**Problem:** Please format every line of the material below as a JSON list of strings, one string per line, with blank lines and the pictures left out.

**Dataset records:**
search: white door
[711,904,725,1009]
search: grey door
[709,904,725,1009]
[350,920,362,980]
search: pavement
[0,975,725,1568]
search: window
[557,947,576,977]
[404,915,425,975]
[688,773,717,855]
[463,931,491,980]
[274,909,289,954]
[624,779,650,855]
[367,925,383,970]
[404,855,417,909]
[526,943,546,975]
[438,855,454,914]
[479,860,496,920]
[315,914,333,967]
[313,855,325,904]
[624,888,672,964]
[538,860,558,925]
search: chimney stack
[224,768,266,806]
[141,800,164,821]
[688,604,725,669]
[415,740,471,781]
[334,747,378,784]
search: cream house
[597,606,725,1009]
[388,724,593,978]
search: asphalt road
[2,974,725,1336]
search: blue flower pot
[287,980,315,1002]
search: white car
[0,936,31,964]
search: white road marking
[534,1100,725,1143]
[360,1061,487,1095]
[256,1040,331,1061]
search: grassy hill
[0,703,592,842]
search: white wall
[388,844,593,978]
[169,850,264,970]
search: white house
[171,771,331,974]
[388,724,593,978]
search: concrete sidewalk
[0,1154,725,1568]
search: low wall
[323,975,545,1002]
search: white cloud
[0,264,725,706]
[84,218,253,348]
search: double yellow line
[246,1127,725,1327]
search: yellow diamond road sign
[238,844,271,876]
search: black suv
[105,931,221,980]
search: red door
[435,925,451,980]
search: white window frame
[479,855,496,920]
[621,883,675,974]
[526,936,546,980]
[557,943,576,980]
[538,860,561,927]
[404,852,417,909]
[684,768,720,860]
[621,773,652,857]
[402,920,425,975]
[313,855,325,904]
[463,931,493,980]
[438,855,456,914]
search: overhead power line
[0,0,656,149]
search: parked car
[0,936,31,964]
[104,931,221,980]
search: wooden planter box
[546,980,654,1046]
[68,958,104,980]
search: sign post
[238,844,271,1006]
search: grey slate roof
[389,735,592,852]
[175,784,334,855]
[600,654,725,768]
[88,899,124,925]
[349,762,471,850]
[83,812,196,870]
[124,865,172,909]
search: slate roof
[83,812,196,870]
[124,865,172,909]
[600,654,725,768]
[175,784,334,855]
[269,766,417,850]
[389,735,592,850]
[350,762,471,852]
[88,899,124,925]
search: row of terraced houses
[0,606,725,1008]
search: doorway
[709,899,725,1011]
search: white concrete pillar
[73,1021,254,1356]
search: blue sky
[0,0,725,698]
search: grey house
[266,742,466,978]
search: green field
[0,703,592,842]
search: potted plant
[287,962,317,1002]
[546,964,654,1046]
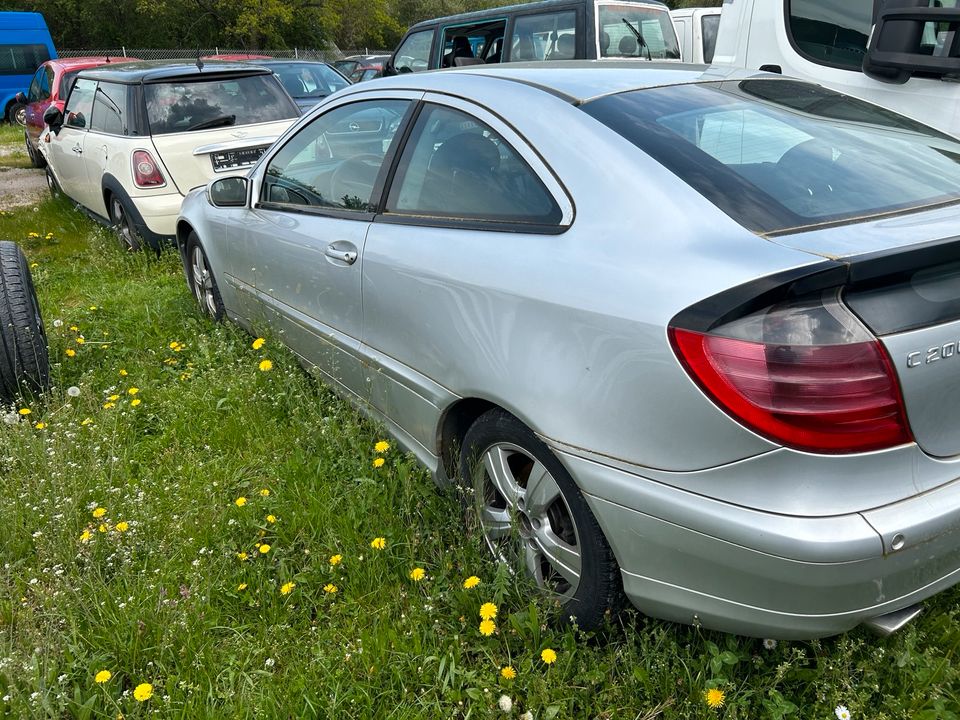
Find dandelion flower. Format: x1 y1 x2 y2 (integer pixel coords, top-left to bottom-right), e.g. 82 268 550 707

**Solution:**
[
  "search: white door",
  "[711,904,725,1009]",
  "search: grey door",
  "[709,904,725,1009]",
  "[350,920,362,980]",
  "search: pavement",
  "[0,975,725,1568]",
  "search: window",
  "[557,947,576,977]",
  "[404,915,425,975]",
  "[688,773,717,855]",
  "[463,931,491,980]",
  "[274,909,289,954]",
  "[624,779,650,855]",
  "[367,925,383,970]",
  "[404,855,417,909]",
  "[526,943,546,975]",
  "[438,855,454,914]",
  "[479,860,496,920]",
  "[315,914,333,967]",
  "[313,855,325,904]",
  "[624,888,672,964]",
  "[538,860,558,925]",
  "search: chimney stack",
  "[224,768,266,806]",
  "[141,800,164,821]",
  "[688,604,725,669]",
  "[415,740,471,781]",
  "[334,747,378,784]",
  "search: cream house",
  "[597,606,725,1009]",
  "[388,724,593,978]",
  "search: asphalt road",
  "[2,974,725,1336]",
  "search: blue flower pot",
  "[287,980,315,1002]",
  "search: white car",
  "[0,936,31,964]",
  "search: white road marking",
  "[534,1100,725,1143]",
  "[360,1061,487,1095]",
  "[256,1040,331,1061]",
  "search: grassy hill",
  "[0,703,592,842]",
  "search: white wall",
  "[388,844,593,978]",
  "[169,850,264,970]",
  "search: white house",
  "[171,771,331,974]",
  "[388,724,593,978]",
  "search: concrete sidewalk",
  "[0,1154,725,1568]",
  "search: low wall",
  "[323,975,545,1002]",
  "search: white cloud",
  "[0,264,725,706]",
  "[84,218,253,348]",
  "search: double yellow line",
  "[246,1127,725,1327]",
  "search: yellow diamond road sign",
  "[238,844,271,876]",
  "search: black suv",
  "[105,931,221,980]",
  "search: red door",
  "[435,925,451,980]",
  "search: white window frame",
  "[479,855,496,920]",
  "[621,883,675,974]",
  "[526,936,546,980]",
  "[557,943,576,980]",
  "[538,860,561,927]",
  "[404,852,417,909]",
  "[684,768,720,860]",
  "[621,773,652,857]",
  "[402,920,425,975]",
  "[313,855,325,904]",
  "[463,931,493,980]",
  "[438,855,456,914]",
  "search: overhead power line",
  "[0,0,656,149]",
  "search: parked car",
  "[0,936,31,964]",
  "[104,931,221,980]",
  "search: wooden planter box",
  "[546,980,654,1046]",
  "[68,958,104,980]",
  "search: sign post",
  "[238,844,271,1006]",
  "search: grey slate roof",
  "[389,735,592,852]",
  "[175,784,334,855]",
  "[600,654,725,768]",
  "[88,899,124,925]",
  "[349,762,471,850]",
  "[83,812,196,870]",
  "[124,865,172,909]",
  "search: slate roof",
  "[83,812,196,870]",
  "[124,865,172,909]",
  "[600,654,725,768]",
  "[175,784,334,855]",
  "[269,766,417,850]",
  "[389,735,592,850]",
  "[350,762,471,852]",
  "[88,899,124,925]",
  "search: row of terraced houses",
  "[0,606,725,1008]",
  "search: doorway",
  "[709,899,725,1011]",
  "search: white concrete pillar",
  "[73,1021,254,1356]",
  "search: blue sky",
  "[0,0,725,698]",
  "search: grey house",
  "[266,742,466,978]",
  "search: green field",
  "[0,703,592,842]",
  "search: potted plant",
  "[287,962,317,1002]",
  "[546,964,654,1046]",
  "Find dandelion flower. Format: x1 y1 x2 y2 (integer pixel coords, top-left to bottom-right), e.g. 82 268 550 707"
]